» SOURCE DOCUMENT:
===
Subscribe to DSC Newsletter

What are the advantages and drawbacks of writing decision rules (e.g. for fraud detection) in XML or PMML, vs. SQL?

Views: 1838

Reply to This

Replies to This Discussion

For rule-based fraud detection I would probably investigate Drools ( further.
Good Question.
Is markup language functionally better ?
I found the RuleML website made this case because of "permitting both forward (bottom-up) and backward (top-down) rules in XML for deduction, rewriting, and further inferential-transformational tasks".
Of course the fraud detection engine must be designed to exploit these technologies.

What I'd like to see is a strategic rules visualizer - one which articulates the inter dependencies and overlapping behaviors (including value based accentuation).
...and, after further review of an impressive list of PMML examples, I wondered why I ever bothered writing SQL queries. Anomalous data is often, but not always, the first clue.
PMML supports:
-Association Rules
-Clustering Models
-Decision Trees
-Neural Networks
-Regression & General Regression Models
-Rule Set Models
-Sequence Models
-Support Vector Machines
-Naive Bayes
...and how long would it take to successfully deploy SQL versions of these models ?
It takes me 5 mins max to deploy in SQL and score my multi layer backpropagation neural network models or decision tree (cart,. c5 etc) models on several million rows.

I always use SQL scoring because I have no need to save the models in their deployed form (although I do retain the entire data prep and scoring process in a proprietary PMML-like format. SPSS Clementine stream file) and I always work with the same data warehouse.
===
» RECORDED DATA:
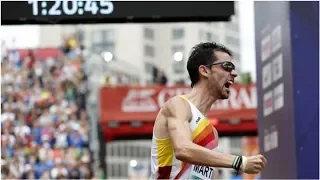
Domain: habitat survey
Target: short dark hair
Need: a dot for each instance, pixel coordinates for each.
===
» YOUR GOAL:
Reproduce word for word the stretch of the forum thread on rules in PMML versus SQL from "Good Question." through "the first clue.".

» EXERCISE OUTPUT:
Good Question.
Is markup language functionally better ?
I found the RuleML website made this case because of "permitting both forward (bottom-up) and backward (top-down) rules in XML for deduction, rewriting, and further inferential-transformational tasks".
Of course the fraud detection engine must be designed to exploit these technologies.

What I'd like to see is a strategic rules visualizer - one which articulates the inter dependencies and overlapping behaviors (including value based accentuation).
...and, after further review of an impressive list of PMML examples, I wondered why I ever bothered writing SQL queries. Anomalous data is often, but not always, the first clue.